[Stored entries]
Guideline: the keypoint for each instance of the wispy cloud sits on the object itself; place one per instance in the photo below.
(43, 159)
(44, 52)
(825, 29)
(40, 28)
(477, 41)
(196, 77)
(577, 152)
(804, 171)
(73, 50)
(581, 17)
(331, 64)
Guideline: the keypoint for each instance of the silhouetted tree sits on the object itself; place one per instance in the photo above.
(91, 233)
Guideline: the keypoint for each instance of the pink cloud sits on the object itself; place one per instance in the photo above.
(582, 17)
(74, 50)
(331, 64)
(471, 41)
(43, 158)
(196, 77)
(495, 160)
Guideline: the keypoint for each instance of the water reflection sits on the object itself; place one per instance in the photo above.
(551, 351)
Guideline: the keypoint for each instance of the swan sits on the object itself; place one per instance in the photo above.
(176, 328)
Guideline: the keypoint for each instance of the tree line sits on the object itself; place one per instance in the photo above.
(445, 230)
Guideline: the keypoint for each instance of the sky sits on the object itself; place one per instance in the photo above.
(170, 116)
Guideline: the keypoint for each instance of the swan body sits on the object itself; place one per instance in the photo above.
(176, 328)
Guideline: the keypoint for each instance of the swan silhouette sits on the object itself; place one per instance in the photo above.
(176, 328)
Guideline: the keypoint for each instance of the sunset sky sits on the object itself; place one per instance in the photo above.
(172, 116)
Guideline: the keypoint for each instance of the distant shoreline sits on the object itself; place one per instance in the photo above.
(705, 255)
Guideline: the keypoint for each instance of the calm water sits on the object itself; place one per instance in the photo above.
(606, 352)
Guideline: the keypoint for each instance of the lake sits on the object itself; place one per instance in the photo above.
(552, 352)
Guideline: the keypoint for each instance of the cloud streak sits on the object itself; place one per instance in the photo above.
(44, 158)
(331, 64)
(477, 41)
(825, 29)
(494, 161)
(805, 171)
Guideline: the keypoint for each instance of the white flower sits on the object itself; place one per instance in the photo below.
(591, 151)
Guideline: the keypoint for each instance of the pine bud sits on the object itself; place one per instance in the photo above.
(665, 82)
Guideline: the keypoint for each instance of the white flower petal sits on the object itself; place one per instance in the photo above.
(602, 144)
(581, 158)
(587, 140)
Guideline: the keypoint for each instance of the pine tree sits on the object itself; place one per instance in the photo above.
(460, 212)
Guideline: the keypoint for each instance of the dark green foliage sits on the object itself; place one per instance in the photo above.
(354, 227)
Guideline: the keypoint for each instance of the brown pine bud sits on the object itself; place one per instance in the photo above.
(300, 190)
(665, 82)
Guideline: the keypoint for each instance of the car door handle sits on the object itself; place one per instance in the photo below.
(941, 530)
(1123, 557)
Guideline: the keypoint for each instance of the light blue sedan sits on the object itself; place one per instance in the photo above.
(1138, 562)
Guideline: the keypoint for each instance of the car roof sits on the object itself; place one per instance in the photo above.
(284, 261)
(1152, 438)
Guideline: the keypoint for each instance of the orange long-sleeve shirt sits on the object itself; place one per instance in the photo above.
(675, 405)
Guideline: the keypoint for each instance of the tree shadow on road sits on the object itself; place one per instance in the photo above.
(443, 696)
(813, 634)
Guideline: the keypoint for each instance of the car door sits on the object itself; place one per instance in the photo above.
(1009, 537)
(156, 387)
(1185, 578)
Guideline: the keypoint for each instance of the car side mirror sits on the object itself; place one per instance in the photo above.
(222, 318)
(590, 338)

*Written problem*
Lay out a span of the data as a JSON list of strings, one string per line with blank lines omitted. Begin at the line containing "Guideline: the keypoint for each instance of the tree shadow" and stop after the line containing "(1185, 578)".

*Final result*
[
  "Guideline: the keypoint for each instance of the tree shadow on road sits on the object itself; place one per instance in the photo above.",
  "(443, 696)",
  "(813, 634)",
  "Guideline: the keypoint for each instance of the car door sits on the object itself; place one per instance in the photo above.",
  "(1009, 537)",
  "(156, 387)",
  "(1185, 578)"
]